▸ **AUSGEWÄHLTER ABSCHNITT**:
--

Ein Betroffenenbericht

Wenn mensch am frühen Morgen Post von Arbeitsamt im Briefkasten findet, diese öffnet und folgende Zeilen liest: „Sehr geehrter Herr Soundso, bitte kommen Sie am 21.04.2009 um 9:30 in die Arbeitsgemeinschaft Leipzig, blablabla…“, dann ist der gerade noch freudig begonnene Tag sachgerecht ruinieren. Der strahlendblaue Morgenhimmel verfärbt sich grau, der Kaffee schmeckt plötzlich nach Dieselöl, der Frühstückstoast nimmt eine gummiartige Konsistenz an. (Übrigens: Warum beginnen diese Anschreiben immer mit „Sehr geehrter“ und „bitte“, wenn die Drohung durch die auf der Rückseite desselben Blattes abgedruckte „Rechtsfolgenbelehrung“ doch kaum zu übersehen ist? Ich schätze, es hat was mit gesellschaftlichen Konventionen zu tun…)

Aber es hilft alles nichts: Zum angegebenen Zeitpunkt finde ich mich am vereinbarten Ort ein, und verlasse diesen etwa zwanzig Minuten später zähneknirschend und mit finsterem Blick. Würde mir in diesem Moment ein Bekannter über den Weg laufen, er würde erschreckt zurückweichen und ausrufen: „Meine Güte! Was haben sie mit dir gemacht?“ Natürlich ist es nicht zu leugnen: Mein Interesse daran, mich für miese Bezahlung zum Laubharken in öffentlichen Grünanlagen zu bewerben, tendiert großzügig gegen Null. Allgemeinwohl hin oder her – Grünanlagenpflege stinkt einfach! Aber wie soll ich das dem Sachbearbeiter begreiflich machen? „Ach nee, lieber nicht…“ ist in jedem Fall die falsche Antwort.

--

▸ **ZU LÖSENDE AUFGABEN**:
[1] Beantworte diese Fragen zum Betroffenenbericht:
(a) Für welches Datum und welche Uhrzeit wird im Anschreiben der Termin angesetzt?
(b) Was ist laut Bericht auf der Rückseite des Anschreibens abgedruckt?
(c) Nach wie vielen Minuten etwa wird der vereinbarte Ort wieder verlassen?
[2] Knüpfe an den letzten Satz des Betroffenenberichts an und führe den Bericht weiter.

▸ **AUFGELISTETE ZEILEN**:

--

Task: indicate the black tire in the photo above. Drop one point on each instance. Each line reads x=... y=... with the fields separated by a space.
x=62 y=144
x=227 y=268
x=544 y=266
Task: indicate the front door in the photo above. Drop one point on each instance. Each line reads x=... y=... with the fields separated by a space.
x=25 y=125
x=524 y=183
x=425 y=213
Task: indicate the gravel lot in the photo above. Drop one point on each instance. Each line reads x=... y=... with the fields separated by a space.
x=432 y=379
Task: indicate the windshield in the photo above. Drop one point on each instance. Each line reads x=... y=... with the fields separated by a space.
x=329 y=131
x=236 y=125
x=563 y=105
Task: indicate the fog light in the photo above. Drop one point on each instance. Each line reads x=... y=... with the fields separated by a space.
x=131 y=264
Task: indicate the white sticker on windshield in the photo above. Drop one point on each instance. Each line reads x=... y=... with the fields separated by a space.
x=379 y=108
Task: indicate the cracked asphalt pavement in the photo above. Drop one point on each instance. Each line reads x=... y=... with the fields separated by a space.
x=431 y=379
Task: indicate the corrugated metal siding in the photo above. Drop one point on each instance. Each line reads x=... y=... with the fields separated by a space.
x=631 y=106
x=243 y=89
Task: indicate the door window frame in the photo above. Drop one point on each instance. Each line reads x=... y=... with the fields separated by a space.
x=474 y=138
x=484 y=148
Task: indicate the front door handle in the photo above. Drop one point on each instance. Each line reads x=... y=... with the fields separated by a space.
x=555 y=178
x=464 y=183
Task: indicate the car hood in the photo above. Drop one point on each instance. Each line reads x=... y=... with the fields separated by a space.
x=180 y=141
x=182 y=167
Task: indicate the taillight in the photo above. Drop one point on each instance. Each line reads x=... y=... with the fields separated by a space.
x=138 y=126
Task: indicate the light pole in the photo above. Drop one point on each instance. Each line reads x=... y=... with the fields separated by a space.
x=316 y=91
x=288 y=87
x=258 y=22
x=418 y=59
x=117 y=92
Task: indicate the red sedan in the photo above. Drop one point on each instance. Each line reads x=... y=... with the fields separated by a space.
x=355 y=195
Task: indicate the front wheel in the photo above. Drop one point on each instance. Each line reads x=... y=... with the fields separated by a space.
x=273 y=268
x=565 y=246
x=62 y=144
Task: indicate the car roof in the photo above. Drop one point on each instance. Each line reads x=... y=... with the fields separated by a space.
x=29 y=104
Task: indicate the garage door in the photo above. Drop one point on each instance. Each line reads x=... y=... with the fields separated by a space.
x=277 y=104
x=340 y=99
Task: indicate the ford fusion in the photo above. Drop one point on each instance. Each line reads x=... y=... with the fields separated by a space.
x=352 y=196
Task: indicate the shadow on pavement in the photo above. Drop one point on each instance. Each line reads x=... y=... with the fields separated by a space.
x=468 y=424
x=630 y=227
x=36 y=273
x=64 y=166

--

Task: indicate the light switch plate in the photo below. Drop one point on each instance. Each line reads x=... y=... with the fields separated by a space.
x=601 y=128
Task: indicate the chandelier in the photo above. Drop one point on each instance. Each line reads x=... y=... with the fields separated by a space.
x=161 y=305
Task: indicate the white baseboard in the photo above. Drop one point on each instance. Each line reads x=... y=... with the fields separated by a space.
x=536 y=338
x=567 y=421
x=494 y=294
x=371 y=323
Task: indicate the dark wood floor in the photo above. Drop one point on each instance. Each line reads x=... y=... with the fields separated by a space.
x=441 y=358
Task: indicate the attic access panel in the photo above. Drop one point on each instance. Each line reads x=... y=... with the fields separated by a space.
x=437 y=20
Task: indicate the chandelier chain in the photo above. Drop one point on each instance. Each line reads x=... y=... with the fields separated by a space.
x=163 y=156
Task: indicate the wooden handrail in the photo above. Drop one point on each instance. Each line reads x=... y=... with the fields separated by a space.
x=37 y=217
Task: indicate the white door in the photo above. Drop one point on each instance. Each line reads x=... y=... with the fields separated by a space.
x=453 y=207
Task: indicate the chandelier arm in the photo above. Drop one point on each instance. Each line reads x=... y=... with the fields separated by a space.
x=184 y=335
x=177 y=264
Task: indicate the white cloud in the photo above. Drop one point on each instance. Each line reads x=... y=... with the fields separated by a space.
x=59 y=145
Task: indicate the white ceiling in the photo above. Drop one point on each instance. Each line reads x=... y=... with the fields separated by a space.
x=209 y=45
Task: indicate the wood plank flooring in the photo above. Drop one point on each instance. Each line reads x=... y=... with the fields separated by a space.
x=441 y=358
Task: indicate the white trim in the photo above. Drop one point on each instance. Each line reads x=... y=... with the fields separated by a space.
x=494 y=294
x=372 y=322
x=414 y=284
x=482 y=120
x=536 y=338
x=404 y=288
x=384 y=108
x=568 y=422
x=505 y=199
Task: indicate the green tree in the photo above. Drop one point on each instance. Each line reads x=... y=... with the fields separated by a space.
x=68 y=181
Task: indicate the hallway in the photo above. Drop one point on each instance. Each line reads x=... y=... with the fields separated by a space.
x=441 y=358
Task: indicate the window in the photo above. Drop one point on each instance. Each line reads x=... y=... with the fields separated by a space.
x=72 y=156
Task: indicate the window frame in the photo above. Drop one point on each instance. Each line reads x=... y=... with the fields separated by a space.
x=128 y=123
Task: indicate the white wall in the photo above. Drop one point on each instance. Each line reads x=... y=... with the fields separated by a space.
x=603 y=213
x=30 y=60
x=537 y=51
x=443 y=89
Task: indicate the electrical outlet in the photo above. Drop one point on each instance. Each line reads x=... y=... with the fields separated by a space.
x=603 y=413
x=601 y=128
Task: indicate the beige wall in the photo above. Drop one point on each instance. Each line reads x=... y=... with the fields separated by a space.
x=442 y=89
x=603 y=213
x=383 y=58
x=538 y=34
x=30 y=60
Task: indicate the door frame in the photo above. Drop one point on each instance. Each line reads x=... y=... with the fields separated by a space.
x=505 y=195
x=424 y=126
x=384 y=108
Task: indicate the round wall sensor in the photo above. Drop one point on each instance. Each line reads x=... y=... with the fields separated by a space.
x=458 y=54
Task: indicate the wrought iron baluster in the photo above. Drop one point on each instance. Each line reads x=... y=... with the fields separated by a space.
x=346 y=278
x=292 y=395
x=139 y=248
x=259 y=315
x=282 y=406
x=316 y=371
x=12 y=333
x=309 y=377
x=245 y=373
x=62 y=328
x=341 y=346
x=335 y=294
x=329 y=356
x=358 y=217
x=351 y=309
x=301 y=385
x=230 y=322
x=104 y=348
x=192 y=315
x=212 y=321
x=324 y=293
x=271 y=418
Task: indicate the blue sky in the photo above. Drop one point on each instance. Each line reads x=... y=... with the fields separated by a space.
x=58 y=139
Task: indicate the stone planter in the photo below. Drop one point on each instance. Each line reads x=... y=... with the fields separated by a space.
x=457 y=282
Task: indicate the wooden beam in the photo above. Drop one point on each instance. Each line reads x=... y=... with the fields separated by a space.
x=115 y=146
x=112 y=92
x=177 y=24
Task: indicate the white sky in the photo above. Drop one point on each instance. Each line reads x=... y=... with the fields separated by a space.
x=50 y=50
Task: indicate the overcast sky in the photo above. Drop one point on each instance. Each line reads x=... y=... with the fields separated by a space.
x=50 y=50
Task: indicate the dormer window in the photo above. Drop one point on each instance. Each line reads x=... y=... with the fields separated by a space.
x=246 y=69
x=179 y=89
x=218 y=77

--

▸ **LÖSUNGEN**:
[1]
(a) Am 21.04.2009 um 9:30.
(b) Die „Rechtsfolgenbelehrung“.
(c) Nach etwa zwanzig Minuten.

[2]
Dann holt der Sachbearbeiter nämlich tief Luft und setzt eine vorwurfsvolle Miene auf. Ich weiß schon, was jetzt kommt: Sachbearbeitermoral. Nicht dass er damit viel erreichen würde – moralische Vorwürfe wirken nun mal nicht sehr überzeugend, wenn der Sachbearbeiter im selben Atemzug damit droht, mir das Existenzminimum wegzukürzen. Und überhaupt, liest der Mensch denn keine Zeitung? 15 Prozent Arbeitslosenquote in Leipzig, Finanzkrise, und überhaupt der ganze Scheiß mit Kapitalismus und so – da kann man doch schon mal keine Arbeit haben! Je eher man sich dran gewöhnt, um so besser!

Aber nein: „Herr Soundso, Sie leben hier von Steuergeldern – und das, Herr Soundso, kann einfach nicht sein.“ Sagt der Sachbearbeiter. Als ob das ein Argument wäre! Die Bundeswehr finanziert sich auch durch Steuergelder und kauft sich davon Panzer, die dann in Afghanistan oder so von irren Is­la­mis­ten zu Klump ­geschossen werden bzw. selbst dazu dienen, dort Sachen kaputt zu machen. Ich dagegen, ich tue wenigstens keinem was zuleide.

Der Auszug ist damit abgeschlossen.